WORK REQUIRED | Retype each line exactly. Skip images.

RAW DATA |
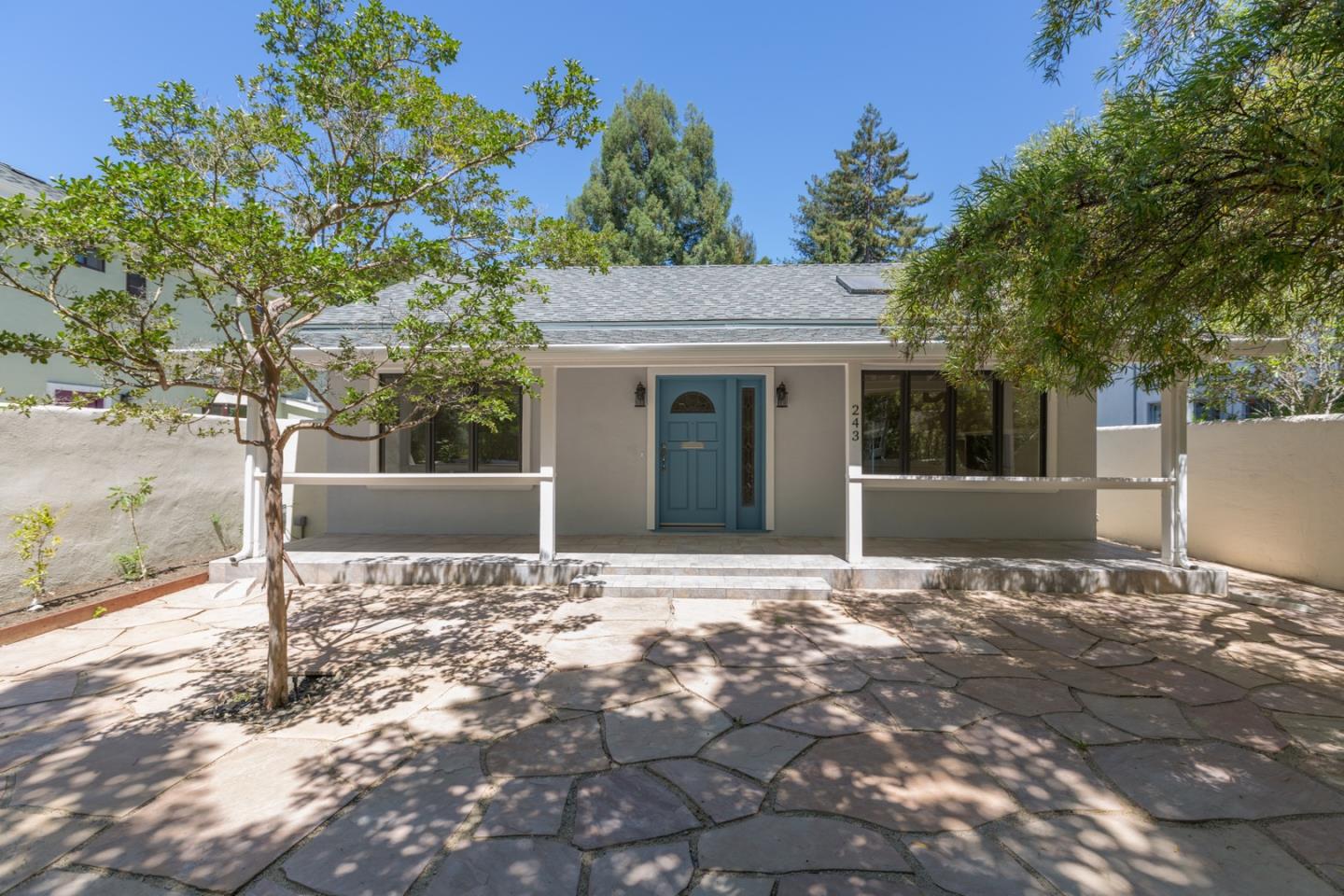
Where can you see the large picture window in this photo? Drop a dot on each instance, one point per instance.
(914, 422)
(449, 445)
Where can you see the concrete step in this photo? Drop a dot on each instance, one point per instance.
(738, 587)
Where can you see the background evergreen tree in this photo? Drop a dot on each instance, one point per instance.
(861, 211)
(655, 193)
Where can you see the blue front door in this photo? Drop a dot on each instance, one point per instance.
(710, 433)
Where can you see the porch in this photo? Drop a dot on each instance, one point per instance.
(760, 566)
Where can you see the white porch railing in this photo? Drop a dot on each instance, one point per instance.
(542, 480)
(1172, 488)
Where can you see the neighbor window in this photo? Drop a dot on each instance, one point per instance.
(91, 259)
(449, 445)
(917, 424)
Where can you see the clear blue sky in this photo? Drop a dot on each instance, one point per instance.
(781, 83)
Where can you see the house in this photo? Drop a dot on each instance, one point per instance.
(760, 406)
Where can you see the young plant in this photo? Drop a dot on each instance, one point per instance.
(132, 563)
(36, 540)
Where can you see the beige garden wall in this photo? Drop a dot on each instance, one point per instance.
(62, 457)
(1264, 495)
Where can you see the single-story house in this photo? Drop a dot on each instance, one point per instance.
(730, 400)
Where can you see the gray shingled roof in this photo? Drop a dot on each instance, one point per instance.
(14, 182)
(659, 305)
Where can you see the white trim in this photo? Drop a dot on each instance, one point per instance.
(652, 373)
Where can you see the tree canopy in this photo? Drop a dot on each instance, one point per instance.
(345, 167)
(861, 210)
(1204, 201)
(655, 193)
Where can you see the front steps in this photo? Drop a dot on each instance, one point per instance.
(733, 587)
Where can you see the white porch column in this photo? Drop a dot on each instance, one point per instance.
(854, 462)
(1173, 465)
(546, 529)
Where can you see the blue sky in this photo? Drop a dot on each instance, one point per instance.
(781, 83)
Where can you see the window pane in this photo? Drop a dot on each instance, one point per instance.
(501, 450)
(748, 446)
(1022, 431)
(928, 425)
(452, 443)
(974, 446)
(880, 422)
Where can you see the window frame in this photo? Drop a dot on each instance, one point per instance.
(472, 449)
(998, 407)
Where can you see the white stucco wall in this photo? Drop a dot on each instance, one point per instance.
(602, 469)
(1265, 495)
(61, 457)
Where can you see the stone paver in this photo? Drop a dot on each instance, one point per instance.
(918, 707)
(626, 805)
(555, 749)
(749, 694)
(396, 829)
(1086, 730)
(509, 868)
(1240, 723)
(1319, 841)
(1087, 856)
(846, 886)
(1020, 696)
(1197, 782)
(778, 844)
(665, 727)
(758, 751)
(972, 864)
(1036, 766)
(720, 794)
(663, 869)
(1179, 681)
(525, 806)
(1142, 716)
(225, 825)
(909, 780)
(31, 840)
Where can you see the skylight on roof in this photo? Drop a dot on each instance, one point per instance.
(863, 284)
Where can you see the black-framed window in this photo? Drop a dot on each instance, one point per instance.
(451, 445)
(914, 422)
(91, 259)
(136, 284)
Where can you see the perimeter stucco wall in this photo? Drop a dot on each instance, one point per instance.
(602, 469)
(1265, 495)
(63, 458)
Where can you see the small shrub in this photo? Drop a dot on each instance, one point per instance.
(128, 501)
(36, 541)
(131, 566)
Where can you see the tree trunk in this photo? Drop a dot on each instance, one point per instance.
(277, 648)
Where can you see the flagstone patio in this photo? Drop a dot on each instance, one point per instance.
(513, 740)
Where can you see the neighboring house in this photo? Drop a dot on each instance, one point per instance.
(1124, 403)
(732, 398)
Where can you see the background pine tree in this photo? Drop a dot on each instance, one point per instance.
(655, 193)
(861, 211)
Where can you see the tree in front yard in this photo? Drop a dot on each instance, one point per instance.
(344, 168)
(863, 210)
(1204, 201)
(655, 193)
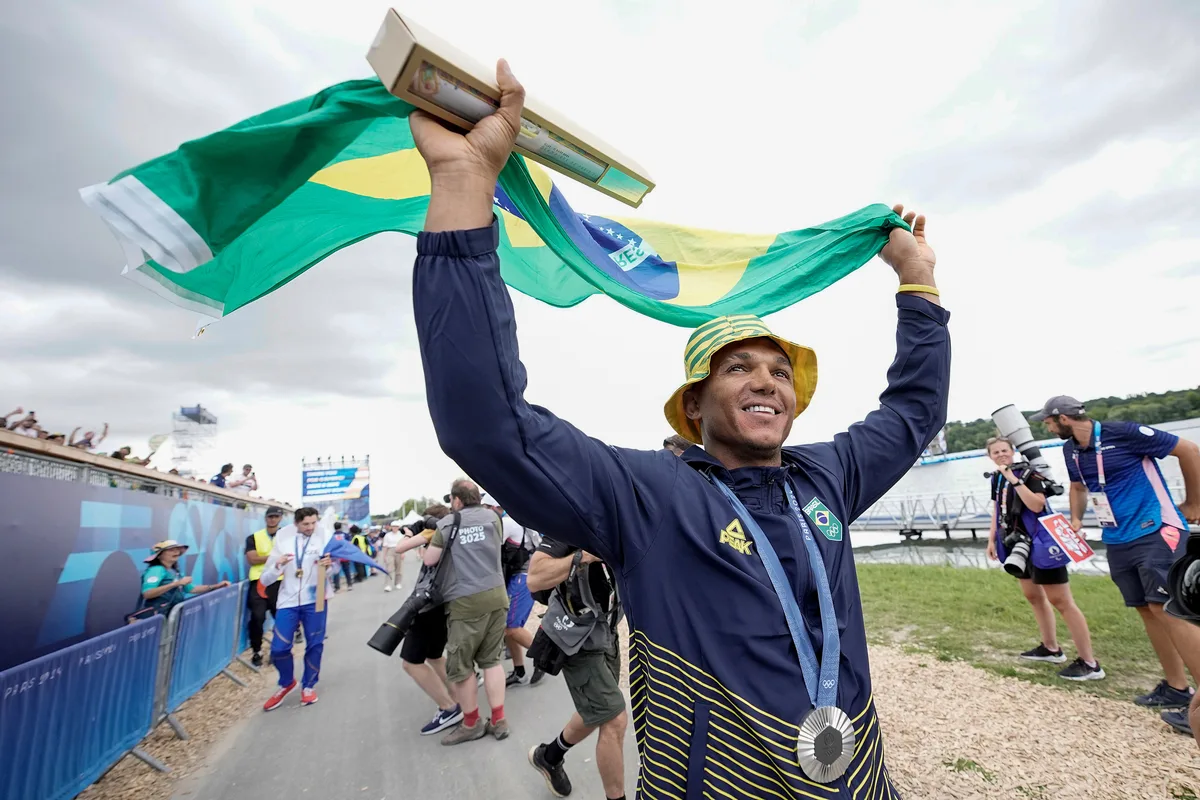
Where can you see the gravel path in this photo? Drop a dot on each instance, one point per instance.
(952, 732)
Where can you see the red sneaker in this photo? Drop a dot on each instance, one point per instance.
(274, 701)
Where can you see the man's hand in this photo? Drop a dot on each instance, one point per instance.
(463, 168)
(907, 252)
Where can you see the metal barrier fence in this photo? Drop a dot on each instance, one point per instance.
(67, 717)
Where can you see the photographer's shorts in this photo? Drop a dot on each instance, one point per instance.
(426, 638)
(1139, 567)
(1041, 577)
(474, 642)
(594, 681)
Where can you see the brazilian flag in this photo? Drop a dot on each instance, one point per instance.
(235, 215)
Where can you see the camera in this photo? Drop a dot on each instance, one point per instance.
(1183, 584)
(1018, 545)
(1014, 427)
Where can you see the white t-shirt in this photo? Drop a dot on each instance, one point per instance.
(297, 590)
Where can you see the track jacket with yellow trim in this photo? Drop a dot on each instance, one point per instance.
(718, 693)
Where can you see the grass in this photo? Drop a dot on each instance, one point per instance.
(981, 617)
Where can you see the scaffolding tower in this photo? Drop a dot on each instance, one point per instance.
(193, 434)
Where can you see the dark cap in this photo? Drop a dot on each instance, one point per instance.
(1056, 405)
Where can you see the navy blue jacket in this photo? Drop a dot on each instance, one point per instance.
(718, 692)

SOLUTION |
Where can you see the large picture window in this photo? Drop a dot on each instance, one point per instance.
(914, 422)
(449, 445)
Where can you see the concrete step in this photo? Drop a dot on each instance, one point per instance.
(738, 587)
Where can you see the background evergreen tree in this photo? Drop a dot on each instance, one point per instance.
(861, 211)
(655, 193)
Where can you see the blue front door in this photo? Drop a dot on each instance, one point per instance.
(710, 433)
Where can you see the porch in this photo? Drop a dot on each instance, one point per instance.
(760, 566)
Where can you see the white porch railing in this photo? Drop a dot on each instance, one point per instance.
(542, 480)
(1172, 488)
Where can you see the neighbor window in this photo? Drop a dot on each instance, one point per instance.
(91, 259)
(449, 445)
(917, 424)
Where can you see the clear blue sky in this photo? Drop a dot on each instance, one point per instance.
(781, 83)
Where can you see the house in this photo? Drop a dot on each instance, one point per instance.
(760, 406)
Where can you see the young plant in this photo? Drop a dot on each instance, one point per instance.
(132, 563)
(36, 540)
Where can you see the beige garden wall in this photo? Drop a dot on each instance, one point per instance.
(62, 457)
(1264, 495)
Where can you see the single-story house in this photo? Drop a dot on each instance, one point per instance.
(730, 400)
Where can you see the gray shingled roof in this photo? Drop a dot on each instance, one point per instance.
(14, 182)
(659, 305)
Where can you see the white trim in this photo? Drop a dot on each instance, one point per instance.
(652, 373)
Where can you see the tree canopy in this photo? Drop a dot on each instance, one point per instance.
(345, 167)
(861, 210)
(1204, 201)
(655, 193)
Where can you see the front steps in this photo? Drop a dot on each instance, one point per instance.
(733, 587)
Where can you see the white porch column in this photo? Drop a dot on each instance, one point per instance.
(854, 462)
(1173, 465)
(546, 529)
Where can you see the blue sky in this photo? Drop a dot on each instance, one point per instance.
(781, 83)
Where can you see the window pane in this photo? Drop a dot on each instance, one point per instance.
(501, 450)
(748, 446)
(1022, 431)
(928, 425)
(452, 443)
(974, 446)
(880, 422)
Where can you see the window frame in this photo? Drop a dot on each instance, one point per instance.
(472, 449)
(998, 407)
Where can you see the white stucco wall in this photo? Drop a dot on each instance, one point per instance.
(602, 469)
(1265, 495)
(61, 457)
Where can you see the stone paver in this photo? Drop a dot on each instance, one point per instance.
(918, 707)
(626, 805)
(555, 749)
(749, 694)
(396, 829)
(1086, 730)
(509, 868)
(1240, 723)
(1319, 841)
(1087, 856)
(846, 886)
(1020, 696)
(1197, 782)
(778, 844)
(665, 727)
(758, 751)
(972, 864)
(1036, 766)
(720, 794)
(663, 869)
(1179, 681)
(525, 806)
(1142, 716)
(225, 825)
(909, 780)
(31, 840)
Where can you see the skylight on roof in this photo? Drop a dot on each instance, one point per instance.
(863, 284)
Where can you see the black-framed window in this photo? Drop a dot on each instance, one point per instance.
(451, 445)
(914, 422)
(91, 259)
(136, 284)
Where can you see the perimeter stucco wall in this photo? Drop a dot on each instance, one point per instance.
(602, 469)
(1265, 495)
(63, 458)
Where can you see the small shrub in this photo? Drop a dot on each instance, one point per instance.
(128, 501)
(36, 541)
(131, 566)
Where can you see the tree trunk in this photo? Drop a dot on each instance, one point per instance.
(277, 648)
Where can you see the flagstone patio in this photo? Drop a dot on each instance, one point per instance.
(513, 740)
Where can you see the neighboring house in this photo? Drop a dot on each instance, one point per instance.
(1124, 403)
(732, 398)
Where can you see the background pine tree in this photo? Drop a dot on each instance, one point per instance.
(655, 193)
(861, 211)
Where can you see the tree in front yard in this photo? Drop a dot on each instance, one point per instance.
(344, 168)
(863, 210)
(1204, 201)
(655, 193)
Where can you see the gravel path in this photo? Drop a dot on each instance, one point per instance.
(952, 732)
Where can you see the red sneaker in this photo? Drop a dot on each instance, one point per instance.
(274, 701)
Where can you see the man's hand in this photo? Drop a dot on each instance, one point per instance.
(463, 168)
(907, 252)
Where can you see the metal barrier fence in this photo? Drop a dot on each instance, one point per instance.
(67, 717)
Where can you see the photographer's shorts in this photo? Drop a dot on each instance, one point per instance.
(426, 638)
(1139, 567)
(1041, 577)
(474, 642)
(594, 681)
Where can you see the brazilian flag in this photo? Drop a dot on each instance, one point per instance.
(235, 215)
Where can you see the camera in this photo? Drop a dot on each instance, one point per instance.
(1183, 584)
(1018, 545)
(1014, 427)
Where can you see the white t-shirt in this photo? Drop a dot on each instance, one point per instance.
(297, 590)
Where can you see the track jacket with yellow trim in this photo? Drop a dot on each instance, one point per instance.
(718, 693)
Where can you see the grass in this photo? Drop a dot on each instance, one point per instance.
(981, 617)
Where can you see the scaffolding tower in this photo? Drop a dot on each instance, one point per instance.
(193, 434)
Where can you see the dark cap in this photo? Drop a dot on each instance, one point per instance.
(1056, 405)
Where can you see the navy blue jacket in this photo? Drop a dot on each instance, one point per instance.
(718, 692)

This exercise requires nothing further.